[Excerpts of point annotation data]
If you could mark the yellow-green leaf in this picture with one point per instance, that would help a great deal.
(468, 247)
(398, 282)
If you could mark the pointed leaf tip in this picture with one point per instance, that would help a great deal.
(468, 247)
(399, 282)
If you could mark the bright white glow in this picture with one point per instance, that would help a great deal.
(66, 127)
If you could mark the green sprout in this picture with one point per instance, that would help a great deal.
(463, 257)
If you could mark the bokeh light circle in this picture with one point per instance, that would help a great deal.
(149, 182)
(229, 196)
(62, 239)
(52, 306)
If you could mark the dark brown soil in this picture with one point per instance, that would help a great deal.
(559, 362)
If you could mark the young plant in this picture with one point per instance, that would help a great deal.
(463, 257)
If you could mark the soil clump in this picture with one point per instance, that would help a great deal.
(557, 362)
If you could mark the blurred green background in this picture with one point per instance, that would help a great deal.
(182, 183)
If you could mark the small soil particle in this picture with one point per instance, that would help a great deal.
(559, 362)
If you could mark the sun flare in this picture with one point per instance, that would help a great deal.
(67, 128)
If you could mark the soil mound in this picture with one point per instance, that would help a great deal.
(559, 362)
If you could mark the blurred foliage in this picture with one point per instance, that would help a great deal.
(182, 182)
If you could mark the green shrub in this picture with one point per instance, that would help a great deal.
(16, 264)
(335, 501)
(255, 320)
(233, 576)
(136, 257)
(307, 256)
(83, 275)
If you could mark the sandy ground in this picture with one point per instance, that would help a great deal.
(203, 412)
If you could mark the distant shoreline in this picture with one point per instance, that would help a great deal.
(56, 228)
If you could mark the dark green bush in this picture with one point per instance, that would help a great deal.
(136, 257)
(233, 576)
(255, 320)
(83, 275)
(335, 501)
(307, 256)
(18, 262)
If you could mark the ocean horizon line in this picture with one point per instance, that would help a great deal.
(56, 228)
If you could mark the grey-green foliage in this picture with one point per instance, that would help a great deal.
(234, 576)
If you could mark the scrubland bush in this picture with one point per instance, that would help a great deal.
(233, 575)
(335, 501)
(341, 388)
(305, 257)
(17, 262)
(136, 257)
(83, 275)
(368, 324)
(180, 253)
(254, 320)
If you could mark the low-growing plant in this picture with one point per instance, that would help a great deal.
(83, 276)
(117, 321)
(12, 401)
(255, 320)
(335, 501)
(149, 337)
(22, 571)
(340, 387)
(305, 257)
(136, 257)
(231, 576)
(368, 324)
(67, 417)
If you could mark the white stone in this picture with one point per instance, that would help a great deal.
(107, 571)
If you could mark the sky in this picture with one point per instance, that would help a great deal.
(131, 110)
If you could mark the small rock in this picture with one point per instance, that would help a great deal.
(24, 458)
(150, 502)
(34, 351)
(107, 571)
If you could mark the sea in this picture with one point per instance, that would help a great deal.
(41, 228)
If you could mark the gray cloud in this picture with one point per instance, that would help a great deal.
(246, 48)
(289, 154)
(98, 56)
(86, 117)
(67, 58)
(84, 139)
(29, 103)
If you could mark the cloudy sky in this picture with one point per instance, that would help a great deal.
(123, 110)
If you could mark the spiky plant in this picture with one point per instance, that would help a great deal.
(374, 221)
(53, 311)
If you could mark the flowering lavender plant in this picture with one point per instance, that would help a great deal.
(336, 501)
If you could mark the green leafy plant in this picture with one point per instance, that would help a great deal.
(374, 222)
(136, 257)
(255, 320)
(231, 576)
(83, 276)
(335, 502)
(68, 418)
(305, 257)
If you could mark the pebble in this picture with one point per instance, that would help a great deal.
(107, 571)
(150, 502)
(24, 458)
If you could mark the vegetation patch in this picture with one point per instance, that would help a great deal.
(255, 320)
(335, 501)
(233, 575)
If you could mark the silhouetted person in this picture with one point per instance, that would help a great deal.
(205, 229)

...

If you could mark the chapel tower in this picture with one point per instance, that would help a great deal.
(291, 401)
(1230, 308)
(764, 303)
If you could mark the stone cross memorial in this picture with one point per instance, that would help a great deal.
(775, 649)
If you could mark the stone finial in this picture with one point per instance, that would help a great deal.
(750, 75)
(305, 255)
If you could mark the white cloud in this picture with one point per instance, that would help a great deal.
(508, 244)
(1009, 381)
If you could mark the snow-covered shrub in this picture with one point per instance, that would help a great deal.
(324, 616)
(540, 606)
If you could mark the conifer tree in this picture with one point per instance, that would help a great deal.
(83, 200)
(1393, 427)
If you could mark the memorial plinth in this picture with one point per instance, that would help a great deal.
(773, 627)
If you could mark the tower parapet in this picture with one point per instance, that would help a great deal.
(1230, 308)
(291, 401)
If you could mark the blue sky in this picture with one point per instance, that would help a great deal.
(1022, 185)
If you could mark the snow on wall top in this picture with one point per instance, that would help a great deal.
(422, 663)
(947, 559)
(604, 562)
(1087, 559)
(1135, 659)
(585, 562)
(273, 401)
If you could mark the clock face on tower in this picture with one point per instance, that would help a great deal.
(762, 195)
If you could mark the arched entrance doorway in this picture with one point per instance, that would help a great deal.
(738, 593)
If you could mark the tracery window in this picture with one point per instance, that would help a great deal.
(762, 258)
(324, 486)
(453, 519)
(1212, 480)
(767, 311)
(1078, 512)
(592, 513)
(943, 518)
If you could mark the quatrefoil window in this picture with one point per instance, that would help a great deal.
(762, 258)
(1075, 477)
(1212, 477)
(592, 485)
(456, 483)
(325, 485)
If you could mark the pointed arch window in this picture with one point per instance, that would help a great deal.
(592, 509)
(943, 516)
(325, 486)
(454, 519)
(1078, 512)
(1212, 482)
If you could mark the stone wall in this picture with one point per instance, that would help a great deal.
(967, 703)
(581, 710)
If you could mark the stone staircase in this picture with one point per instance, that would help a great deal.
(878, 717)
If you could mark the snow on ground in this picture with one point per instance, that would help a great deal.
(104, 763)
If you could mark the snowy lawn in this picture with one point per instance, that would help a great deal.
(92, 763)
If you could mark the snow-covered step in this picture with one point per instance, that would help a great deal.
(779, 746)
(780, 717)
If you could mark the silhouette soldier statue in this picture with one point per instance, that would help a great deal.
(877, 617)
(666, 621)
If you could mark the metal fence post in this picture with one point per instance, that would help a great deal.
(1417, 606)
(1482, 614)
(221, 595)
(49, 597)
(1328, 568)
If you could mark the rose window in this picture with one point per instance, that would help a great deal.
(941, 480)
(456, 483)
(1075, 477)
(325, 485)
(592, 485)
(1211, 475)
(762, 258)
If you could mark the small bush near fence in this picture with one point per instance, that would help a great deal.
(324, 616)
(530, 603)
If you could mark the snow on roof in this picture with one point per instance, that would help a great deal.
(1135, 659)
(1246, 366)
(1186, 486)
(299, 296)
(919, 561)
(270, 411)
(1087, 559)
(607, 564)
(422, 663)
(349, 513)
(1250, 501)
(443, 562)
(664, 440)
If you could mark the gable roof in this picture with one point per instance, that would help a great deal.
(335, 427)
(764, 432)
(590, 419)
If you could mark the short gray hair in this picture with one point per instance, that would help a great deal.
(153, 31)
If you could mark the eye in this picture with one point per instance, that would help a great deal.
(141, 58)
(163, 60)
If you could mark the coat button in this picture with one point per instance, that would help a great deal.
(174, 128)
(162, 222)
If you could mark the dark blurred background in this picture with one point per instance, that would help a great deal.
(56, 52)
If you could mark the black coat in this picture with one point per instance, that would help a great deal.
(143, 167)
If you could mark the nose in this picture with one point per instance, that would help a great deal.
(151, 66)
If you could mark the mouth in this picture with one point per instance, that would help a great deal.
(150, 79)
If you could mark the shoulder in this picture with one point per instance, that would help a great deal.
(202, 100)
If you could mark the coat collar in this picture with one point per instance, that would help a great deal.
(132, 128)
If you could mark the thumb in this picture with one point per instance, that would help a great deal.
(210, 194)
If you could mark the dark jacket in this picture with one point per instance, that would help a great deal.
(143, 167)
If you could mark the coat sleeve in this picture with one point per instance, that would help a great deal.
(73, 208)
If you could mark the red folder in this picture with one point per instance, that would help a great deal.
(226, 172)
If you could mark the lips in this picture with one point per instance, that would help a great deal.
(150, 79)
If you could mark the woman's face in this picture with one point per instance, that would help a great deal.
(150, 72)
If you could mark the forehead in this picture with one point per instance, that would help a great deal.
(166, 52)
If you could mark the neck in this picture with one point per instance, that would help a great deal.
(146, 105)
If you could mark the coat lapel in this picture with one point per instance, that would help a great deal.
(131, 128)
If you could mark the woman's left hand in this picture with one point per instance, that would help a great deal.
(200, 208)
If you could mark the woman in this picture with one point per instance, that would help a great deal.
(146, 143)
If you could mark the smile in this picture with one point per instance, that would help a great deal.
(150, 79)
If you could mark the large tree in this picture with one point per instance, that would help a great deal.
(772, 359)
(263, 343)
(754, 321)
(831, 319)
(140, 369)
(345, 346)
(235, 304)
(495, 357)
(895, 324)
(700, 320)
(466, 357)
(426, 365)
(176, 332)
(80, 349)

--

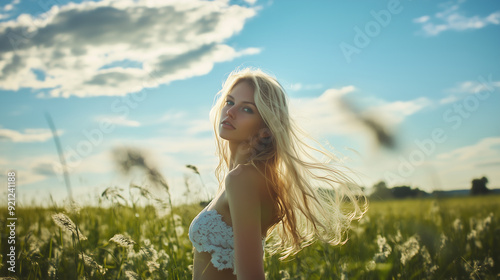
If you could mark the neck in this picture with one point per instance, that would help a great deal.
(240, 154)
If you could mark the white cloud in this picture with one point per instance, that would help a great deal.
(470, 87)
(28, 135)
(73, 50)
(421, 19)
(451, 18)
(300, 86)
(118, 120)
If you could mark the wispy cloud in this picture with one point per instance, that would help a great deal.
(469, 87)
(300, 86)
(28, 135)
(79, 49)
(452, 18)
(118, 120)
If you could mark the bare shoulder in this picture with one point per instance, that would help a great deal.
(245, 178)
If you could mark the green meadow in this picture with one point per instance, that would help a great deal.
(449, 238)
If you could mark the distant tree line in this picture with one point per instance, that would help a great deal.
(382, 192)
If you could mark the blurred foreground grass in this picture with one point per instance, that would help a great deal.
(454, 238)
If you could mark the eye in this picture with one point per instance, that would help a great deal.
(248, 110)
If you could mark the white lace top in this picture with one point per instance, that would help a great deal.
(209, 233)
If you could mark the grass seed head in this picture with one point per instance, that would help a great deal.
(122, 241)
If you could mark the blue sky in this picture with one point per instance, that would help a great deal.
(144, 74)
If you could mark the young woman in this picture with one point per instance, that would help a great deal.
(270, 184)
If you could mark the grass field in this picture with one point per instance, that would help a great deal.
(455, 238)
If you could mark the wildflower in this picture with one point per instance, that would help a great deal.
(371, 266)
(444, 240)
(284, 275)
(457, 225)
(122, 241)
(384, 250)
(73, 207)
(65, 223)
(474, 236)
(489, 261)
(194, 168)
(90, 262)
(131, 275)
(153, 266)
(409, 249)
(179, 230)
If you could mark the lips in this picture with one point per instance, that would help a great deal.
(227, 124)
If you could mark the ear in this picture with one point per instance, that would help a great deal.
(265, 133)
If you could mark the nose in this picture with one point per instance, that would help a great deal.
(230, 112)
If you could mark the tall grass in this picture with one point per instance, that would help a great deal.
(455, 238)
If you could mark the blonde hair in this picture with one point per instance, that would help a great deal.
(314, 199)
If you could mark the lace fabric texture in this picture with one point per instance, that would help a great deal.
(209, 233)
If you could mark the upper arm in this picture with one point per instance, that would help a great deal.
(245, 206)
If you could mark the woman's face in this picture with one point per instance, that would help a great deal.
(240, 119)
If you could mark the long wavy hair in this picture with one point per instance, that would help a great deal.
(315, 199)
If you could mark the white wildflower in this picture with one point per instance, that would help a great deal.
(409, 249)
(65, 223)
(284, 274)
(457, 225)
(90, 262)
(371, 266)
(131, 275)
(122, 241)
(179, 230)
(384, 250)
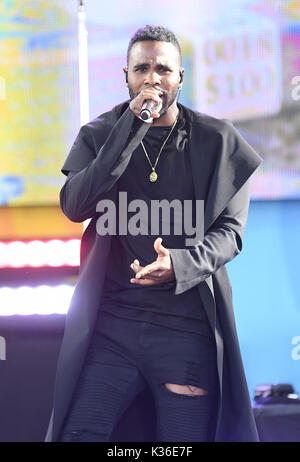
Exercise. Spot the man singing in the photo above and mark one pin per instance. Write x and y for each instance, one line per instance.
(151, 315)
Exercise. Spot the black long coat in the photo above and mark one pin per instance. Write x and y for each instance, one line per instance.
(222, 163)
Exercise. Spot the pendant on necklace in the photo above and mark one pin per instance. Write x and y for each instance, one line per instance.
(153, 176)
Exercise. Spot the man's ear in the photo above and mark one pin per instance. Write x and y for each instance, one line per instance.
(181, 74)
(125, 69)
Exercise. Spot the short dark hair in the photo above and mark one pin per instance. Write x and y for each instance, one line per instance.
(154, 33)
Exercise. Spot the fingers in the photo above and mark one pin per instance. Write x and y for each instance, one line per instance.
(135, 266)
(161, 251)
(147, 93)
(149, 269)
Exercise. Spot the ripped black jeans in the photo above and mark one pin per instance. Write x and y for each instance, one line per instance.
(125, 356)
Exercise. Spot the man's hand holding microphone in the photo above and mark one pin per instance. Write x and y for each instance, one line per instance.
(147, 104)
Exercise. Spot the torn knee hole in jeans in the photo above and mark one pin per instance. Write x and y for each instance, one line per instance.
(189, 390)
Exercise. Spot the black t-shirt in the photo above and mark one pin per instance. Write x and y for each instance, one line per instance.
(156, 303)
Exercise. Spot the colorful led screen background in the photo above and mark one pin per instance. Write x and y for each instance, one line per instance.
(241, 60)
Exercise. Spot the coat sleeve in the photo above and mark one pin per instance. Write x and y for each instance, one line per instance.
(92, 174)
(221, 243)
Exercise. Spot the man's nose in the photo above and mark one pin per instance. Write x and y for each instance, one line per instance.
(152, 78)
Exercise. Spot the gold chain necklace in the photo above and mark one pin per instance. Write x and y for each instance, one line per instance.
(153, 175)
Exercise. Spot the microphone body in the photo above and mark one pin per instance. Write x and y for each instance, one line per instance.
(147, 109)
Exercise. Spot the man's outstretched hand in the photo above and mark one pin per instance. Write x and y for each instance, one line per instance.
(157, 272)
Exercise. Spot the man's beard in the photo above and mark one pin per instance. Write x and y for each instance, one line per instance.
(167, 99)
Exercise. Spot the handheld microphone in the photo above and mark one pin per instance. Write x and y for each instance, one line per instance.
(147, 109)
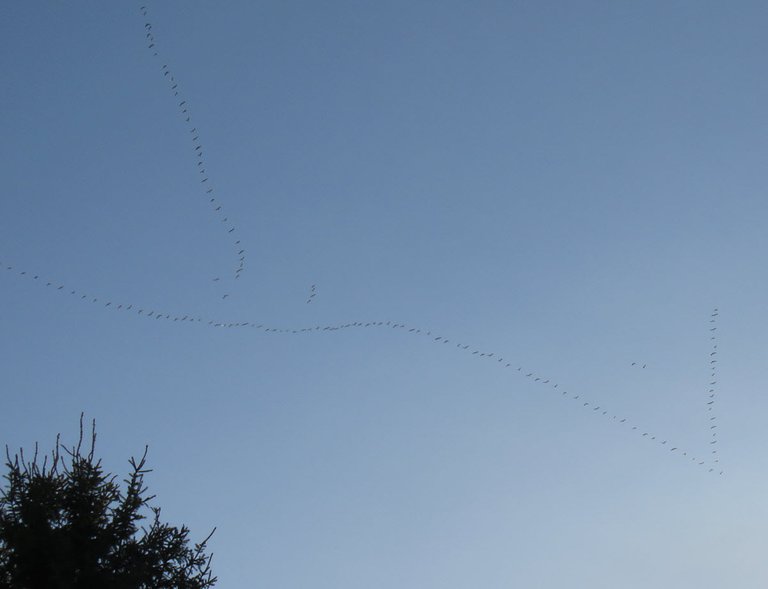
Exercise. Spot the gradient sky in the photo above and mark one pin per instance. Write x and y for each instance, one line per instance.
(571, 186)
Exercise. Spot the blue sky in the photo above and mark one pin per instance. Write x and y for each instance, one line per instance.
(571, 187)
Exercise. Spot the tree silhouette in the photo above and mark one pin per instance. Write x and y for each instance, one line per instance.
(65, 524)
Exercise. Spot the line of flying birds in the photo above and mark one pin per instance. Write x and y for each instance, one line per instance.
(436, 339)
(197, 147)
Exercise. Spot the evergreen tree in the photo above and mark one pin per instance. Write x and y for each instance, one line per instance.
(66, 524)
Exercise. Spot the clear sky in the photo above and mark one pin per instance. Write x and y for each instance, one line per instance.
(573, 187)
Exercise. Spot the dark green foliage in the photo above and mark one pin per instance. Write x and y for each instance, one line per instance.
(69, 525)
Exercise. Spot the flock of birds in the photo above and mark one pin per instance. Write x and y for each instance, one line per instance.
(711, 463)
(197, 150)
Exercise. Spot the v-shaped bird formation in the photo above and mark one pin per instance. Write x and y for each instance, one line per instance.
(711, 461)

→ **EXERCISE DESCRIPTION**:
Please locate each line in the material above that contains the word "wall" and copy those lines.

→ **THE REPLY**:
If you could mark the snow on wall top in this picture with one point per instance, that would help a great deal.
If you could mark the stone wall in this picture with one point per instance, that would help a great deal.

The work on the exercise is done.